#### PETUNJUK PENGERJAAN
**1)** Alihkan kalimat dari artikel tentang dampak globalisasi ini ke bahasa Inggris: "Berkembangnya teknologi informasi seperti adanya media sosial tentunya memudahkan proses pertukaran informasi dan budaya antarnegara."
**2)** Ringkaslah artikel tentang konsumerisme pada kelas menengah dalam dua kalimat.
**3)** Teruskan tulisan tentang gaya hidup konsumerisme pada kelas menengah, mulai setelah kalimat terakhirnya.

Lihat ke Halaman Asli

Aprima Fitria Candra

Universitas Negeri Jakarta

Dampak Globalisasi: Gaya Hidup Konsumerisme Pada Kelas Menengah

Diperbarui: 12 Desember 2024   07:46

Kompasiana adalah platform blog. Konten ini menjadi tanggung jawab bloger dan tidak mewakili pandangan redaksi Kompas.

Belanja Online (Sumber: pixabay.com)

Terjadinya globalisasi pada era saat ini dibuktikan dengan kemajuan teknologi informasi dan integrasi pasar global yang telah mempermudah pertukaran barang, jasa, dan budaya di seluruh dunia. Berkembangnya teknologi informasi seperti adanya media sosial tentunya memudahkan proses pertukaran informasi dan budaya antarnegara.

Pertukaran informasi di media sosial salah satu contohnya adalah banyaknya promosi dan penawaran dari produk-produk yang terus berganti dalam waktu singkat, sehingga menurut (Cahyarani, 2023) akan membuat individu menjadi mudah terpengaruh untuk membeli barang tersebut walaupun sebenarnya barang tersebut tidak menjadi prioritas kebutuhannya saat itu. Hal ini tentunya dapat mengakibatkan perubahan gaya hidup konsumerisme. 

Konsumerisme ini dilatarbelakangi oleh munculnya masa kapitalisme yang diusung oleh Karl Marx yang kemudian disusul liberalisme, sehingga konsumerisme merupakan jantung atau pokok utama dari kapitalisme, kapitalisme global mulai berkembang pesat, sehingga setelah perang dingin berakhir pada tahun 1980-an hal-hal tersebut pemicu utama berkembangnya kapitalisme global atau globalisasi ekonomi yang diawali dengan pertemuan GATT di Maroko (Cahyarani, 2023).

Pada era globalisasi saat ini, terdapat stigma yang masih melekat pada beberapa masyarakat, bahwa individu yang tidak bisa mengikuti arus globalisasi maka gaya hidupnya akan tertinggal. Gaya hidup disini merupakan cara individu untuk mengekspresikan cita-cita, kebiasaan dan opininya dengan lingkungannya melalui cara unik, yang menyimbolkan status dan peranan individu bagi lingkungannya (Surbakti dkk., 2022). Gaya hidup konsumerisme di era globalisasi saat ini seringkali terjadi di berbagai kalangan masyarakat, terutama pada masyarakat kelompok kelas menengah.

#### BARIS DATA

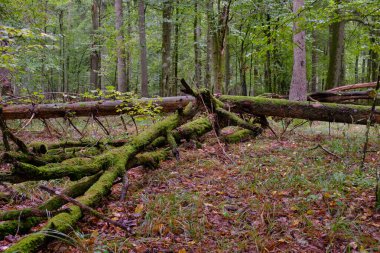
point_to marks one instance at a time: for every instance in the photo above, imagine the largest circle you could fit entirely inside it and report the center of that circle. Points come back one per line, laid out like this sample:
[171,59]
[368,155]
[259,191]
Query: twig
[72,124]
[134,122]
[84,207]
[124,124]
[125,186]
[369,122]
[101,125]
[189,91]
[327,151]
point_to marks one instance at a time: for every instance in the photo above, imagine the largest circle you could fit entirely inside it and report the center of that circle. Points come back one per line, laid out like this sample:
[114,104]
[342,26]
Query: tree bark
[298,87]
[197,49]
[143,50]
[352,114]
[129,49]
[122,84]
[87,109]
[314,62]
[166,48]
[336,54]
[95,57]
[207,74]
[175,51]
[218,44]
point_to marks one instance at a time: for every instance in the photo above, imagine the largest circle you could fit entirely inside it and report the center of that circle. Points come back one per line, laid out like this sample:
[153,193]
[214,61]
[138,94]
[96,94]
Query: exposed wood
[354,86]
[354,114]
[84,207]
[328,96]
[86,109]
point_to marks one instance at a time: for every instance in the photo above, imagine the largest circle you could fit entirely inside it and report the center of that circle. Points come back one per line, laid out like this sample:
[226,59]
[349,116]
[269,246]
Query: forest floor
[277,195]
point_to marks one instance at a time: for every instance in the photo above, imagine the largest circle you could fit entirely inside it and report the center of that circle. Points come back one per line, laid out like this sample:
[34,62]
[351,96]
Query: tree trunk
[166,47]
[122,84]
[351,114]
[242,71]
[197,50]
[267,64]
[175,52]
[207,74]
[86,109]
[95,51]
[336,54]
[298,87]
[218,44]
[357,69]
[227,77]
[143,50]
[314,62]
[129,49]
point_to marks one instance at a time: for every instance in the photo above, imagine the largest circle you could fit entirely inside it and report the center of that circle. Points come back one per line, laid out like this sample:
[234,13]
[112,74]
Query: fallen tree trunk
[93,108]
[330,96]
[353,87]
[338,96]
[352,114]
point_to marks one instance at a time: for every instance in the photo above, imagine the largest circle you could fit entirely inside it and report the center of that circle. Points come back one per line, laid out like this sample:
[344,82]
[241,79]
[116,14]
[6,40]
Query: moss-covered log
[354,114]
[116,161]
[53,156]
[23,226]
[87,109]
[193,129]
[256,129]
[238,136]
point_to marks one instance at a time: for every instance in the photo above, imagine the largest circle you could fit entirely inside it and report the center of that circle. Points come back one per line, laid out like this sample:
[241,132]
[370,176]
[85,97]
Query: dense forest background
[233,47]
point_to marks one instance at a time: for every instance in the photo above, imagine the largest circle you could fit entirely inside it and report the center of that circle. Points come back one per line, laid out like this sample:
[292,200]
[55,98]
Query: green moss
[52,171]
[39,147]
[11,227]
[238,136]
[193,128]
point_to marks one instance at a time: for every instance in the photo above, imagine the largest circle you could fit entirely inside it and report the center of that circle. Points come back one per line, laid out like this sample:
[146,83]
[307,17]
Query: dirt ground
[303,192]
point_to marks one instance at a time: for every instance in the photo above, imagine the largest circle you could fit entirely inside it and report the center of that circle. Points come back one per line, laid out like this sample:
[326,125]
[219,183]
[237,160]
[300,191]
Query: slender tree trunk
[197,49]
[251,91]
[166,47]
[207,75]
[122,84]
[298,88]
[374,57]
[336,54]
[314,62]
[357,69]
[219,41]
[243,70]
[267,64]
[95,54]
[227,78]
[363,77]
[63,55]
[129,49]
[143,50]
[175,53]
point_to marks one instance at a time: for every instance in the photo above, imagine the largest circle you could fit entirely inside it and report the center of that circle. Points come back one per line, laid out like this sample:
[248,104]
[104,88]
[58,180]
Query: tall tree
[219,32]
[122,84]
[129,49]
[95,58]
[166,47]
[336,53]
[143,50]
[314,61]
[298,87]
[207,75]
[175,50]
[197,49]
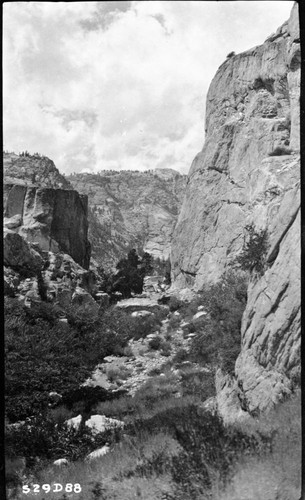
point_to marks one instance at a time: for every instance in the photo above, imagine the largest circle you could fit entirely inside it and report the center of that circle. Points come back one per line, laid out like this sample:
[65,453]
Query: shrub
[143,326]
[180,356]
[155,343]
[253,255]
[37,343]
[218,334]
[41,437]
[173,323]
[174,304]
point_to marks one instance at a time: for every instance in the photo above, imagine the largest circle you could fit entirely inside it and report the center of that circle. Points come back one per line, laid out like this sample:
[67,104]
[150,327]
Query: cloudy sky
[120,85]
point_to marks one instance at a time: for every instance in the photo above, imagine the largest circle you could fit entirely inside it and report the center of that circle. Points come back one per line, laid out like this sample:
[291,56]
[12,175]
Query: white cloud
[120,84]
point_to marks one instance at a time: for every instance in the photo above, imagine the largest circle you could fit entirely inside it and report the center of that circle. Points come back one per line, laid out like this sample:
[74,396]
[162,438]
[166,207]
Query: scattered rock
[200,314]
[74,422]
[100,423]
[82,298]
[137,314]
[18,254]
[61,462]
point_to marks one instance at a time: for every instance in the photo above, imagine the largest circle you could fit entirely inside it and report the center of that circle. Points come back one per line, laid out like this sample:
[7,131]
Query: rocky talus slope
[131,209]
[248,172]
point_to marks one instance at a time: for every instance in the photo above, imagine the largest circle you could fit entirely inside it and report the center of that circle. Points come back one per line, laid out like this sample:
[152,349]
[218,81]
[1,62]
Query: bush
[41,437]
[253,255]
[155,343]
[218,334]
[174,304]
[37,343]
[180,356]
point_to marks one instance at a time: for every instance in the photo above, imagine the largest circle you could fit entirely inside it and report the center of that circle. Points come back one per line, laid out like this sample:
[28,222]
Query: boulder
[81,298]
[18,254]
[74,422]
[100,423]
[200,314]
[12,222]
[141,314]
==
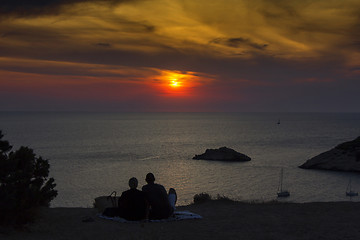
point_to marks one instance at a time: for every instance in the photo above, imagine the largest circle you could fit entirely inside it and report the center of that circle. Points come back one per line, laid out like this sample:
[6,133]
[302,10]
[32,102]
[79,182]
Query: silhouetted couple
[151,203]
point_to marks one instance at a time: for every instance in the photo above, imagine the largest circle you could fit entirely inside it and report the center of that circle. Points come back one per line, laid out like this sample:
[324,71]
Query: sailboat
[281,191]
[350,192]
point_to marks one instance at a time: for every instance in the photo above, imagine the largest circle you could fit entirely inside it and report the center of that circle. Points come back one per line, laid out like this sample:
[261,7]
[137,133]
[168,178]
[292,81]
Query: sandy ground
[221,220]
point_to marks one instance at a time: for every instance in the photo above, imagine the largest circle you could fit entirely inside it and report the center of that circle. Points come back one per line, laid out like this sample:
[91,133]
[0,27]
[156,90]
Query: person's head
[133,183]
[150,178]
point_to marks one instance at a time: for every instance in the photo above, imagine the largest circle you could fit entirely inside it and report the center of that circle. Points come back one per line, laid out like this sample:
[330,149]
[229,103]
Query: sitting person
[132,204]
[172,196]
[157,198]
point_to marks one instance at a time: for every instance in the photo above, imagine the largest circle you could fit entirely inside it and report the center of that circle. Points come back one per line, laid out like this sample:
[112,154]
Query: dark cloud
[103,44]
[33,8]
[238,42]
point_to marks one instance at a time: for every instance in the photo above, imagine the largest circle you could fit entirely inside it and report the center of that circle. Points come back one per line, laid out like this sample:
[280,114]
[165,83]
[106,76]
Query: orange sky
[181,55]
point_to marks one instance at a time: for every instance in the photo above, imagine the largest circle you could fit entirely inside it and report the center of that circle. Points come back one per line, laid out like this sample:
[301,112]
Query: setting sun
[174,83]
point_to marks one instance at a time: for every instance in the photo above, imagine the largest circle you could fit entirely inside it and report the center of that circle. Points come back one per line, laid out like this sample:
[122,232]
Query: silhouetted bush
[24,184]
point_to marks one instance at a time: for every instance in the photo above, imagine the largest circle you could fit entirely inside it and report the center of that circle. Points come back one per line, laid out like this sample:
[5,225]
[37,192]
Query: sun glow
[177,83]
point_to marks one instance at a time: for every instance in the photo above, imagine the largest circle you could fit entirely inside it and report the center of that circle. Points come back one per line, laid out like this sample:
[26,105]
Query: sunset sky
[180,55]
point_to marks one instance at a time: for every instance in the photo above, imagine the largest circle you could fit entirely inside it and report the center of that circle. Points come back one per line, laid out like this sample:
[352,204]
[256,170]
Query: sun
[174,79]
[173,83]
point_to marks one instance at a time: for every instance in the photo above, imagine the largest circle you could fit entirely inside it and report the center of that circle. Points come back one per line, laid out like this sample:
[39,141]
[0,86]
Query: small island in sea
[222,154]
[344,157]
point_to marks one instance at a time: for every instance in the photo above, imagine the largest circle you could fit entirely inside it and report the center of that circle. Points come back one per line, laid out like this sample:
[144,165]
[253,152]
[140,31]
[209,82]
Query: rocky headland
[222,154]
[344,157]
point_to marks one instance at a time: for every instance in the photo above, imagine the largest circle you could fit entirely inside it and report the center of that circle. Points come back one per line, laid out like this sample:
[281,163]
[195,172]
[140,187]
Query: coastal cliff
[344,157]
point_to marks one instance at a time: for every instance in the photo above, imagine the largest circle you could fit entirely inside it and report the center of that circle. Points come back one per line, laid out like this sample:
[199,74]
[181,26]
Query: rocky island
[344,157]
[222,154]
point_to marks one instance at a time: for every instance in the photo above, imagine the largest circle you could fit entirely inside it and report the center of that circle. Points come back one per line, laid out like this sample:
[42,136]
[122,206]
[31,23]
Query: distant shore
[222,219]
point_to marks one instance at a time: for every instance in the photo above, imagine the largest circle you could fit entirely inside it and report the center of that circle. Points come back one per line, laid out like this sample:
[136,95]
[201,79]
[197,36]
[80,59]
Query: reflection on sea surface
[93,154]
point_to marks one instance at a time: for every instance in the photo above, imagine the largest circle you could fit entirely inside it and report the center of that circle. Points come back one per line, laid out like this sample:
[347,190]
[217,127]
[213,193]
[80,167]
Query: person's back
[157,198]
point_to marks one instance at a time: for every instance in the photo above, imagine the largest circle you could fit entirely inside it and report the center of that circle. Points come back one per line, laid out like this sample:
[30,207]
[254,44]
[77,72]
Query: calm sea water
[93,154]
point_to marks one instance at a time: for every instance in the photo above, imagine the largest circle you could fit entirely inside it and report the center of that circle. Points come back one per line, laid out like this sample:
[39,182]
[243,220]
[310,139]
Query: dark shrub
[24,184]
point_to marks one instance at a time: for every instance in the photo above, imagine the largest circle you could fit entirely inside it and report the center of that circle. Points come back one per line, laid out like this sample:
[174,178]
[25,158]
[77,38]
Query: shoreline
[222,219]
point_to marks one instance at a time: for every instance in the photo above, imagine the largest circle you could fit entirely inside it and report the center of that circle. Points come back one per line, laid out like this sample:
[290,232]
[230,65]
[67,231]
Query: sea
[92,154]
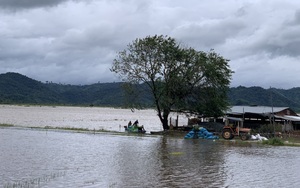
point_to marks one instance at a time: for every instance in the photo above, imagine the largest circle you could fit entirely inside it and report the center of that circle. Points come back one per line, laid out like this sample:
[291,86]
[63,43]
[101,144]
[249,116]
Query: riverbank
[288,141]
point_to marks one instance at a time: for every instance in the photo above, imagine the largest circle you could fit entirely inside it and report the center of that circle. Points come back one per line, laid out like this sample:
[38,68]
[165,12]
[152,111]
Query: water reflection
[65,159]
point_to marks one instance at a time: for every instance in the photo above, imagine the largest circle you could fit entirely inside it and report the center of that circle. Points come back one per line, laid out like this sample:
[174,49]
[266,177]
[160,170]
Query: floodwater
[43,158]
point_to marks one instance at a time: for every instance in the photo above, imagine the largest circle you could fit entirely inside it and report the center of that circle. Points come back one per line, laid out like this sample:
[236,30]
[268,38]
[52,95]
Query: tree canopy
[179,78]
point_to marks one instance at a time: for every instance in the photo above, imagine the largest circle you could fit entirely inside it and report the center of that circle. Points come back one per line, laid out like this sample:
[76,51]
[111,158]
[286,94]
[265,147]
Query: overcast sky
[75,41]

#### JAWABAN PER TUGAS
**1)** The development of information technology, such as the existence of social media, certainly makes the exchange of information and culture between countries easier.

**2)** Globalisasi saat ini ditandai oleh kemajuan teknologi informasi, termasuk media sosial, yang mempermudah pertukaran barang, jasa, informasi, dan budaya antarnegara. Promosi produk yang terus berganti di media sosial membuat orang mudah terpengaruh membeli barang yang bukan prioritas kebutuhannya sehingga mendorong gaya hidup konsumerisme, yang sering terjadi terutama pada kelas menengah.

**3)**
Berdasarkan data laporan BPS, penduduk yang masuk kategori menuju kelas menengah atau aspiring middle class pada 2024 melonjak drastis menjadi 137,50 juta jiwa atau 49,22% dari total penduduk. Jumlah penduduk kelas menengah Indonesia pada tahun 2024 ini tercatat oleh BPS sebanyak 47,85 juta jiwa atau 17,13% dari jumlah seluruh masyarakat di Indonesia. Selain itu, BPS juga mencatat penduduk dengan  kelompok masyarakat rentan miskin angkanya naik menjadi sebesar 67,69 juta jiwa atau 24,23% dari total penduduk.

Bank Dunia mengklasifikasikan masyarakat Indonesia menjadi lima kelas berdasarkan pendapatannya. Penentuan batas kelas-kelas tersebut menggunakan ketetapan Bank Dunia, yaitu Gross National Income (GNI) atau Pendapatan Nasional Bruto (PNB) per kapita, yang dikonversi menjadi rupiah per bulan menurut kurs dolar. Kelompok miskin dikategorikan dengan jumlah pengeluaran dibawah Rp 354 ribu dalam sebulan. Penduduk kelompok rentan miskin dikategorikan dengan jumlah pengeluaran sebanyak Rp 354 hingga Rp 532 ribu. Selanjutnya kelompok menuju kelas menengah atau aspiring middle class memiliki pengeluaran biaya hidup antara Rp 500 ribu hingga Rp 1 juta. Kelompok kelas menengah memiliki jumlah pengeluaran Rp 1-6 juta per orang setiap bulannya. Sementara itu, kelompok kelas atas memiliki pengeluaran lebih banyak dari 6 juta per orang setiap bulan.

Di Indonesia, penduduk kelas menengah memiliki pendapatan yang dapat dikatakan rendah, yaitu dengan interval pendapatan Rp 1,2 juta hingga 6 juta. Sementara untuk kelas menengah rentan berkisar  Rp 532 ribu - Rp 1,2 juta. Menurut BPS, ciri khas kelas menengah ke atas hingga menengah di bawahnya adalah pengeluaran untuk hiburan serta pengeluaran untuk kendaraan yang cukup signifikan. Sedangkan proporsi pengeluaran untuk makanan relatif kecil dibandingkan dengan kelompok-kelompok di bawahnya.  Berdasarkan laporan data dari Mandiri Spending Index (MSI), dinyatakan bahwa proporsi pengeluaran untuk belanja terkait hiburan dan lifestyle seperti sport, hobby, entertainment, beauty care, hingga handphone dan elektronik terus meningkat  menjadi 18,7% pada tahun ini. Di sisi sisi lain, pengeluaran untuk belanja barang-barang kebutuhan sehari-hari masih mendominasi dan trennya terus meningkat menjadi 41,8% pada tahun ini.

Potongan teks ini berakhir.